- [PROBLEM TO SOLVE]
What this exercise needs is every entry restated as written, with no pictures.

■ ■ ■ ■

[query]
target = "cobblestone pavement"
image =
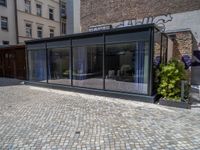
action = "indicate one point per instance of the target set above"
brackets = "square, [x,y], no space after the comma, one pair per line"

■ ■ ■ ■

- [RESULT OF THIS EXERCISE]
[query]
target = "cobblestone pavement"
image =
action = "indicate one point per instance of the target set above"
brackets = "square, [x,y], no space after the comma, one pair per line"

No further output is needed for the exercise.